What the exercise asks: Nothing in the data may change. Copy all of it exactly.

________

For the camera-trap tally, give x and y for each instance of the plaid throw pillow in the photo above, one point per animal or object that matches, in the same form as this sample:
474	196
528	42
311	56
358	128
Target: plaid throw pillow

________

Response to this exercise:
For the camera-trap tally, give x and y for each instance of the plaid throw pillow in the photo above, one point per animal or object that matches, in the same form as this sample:
474	196
528	42
311	56
358	128
Target: plaid throw pillow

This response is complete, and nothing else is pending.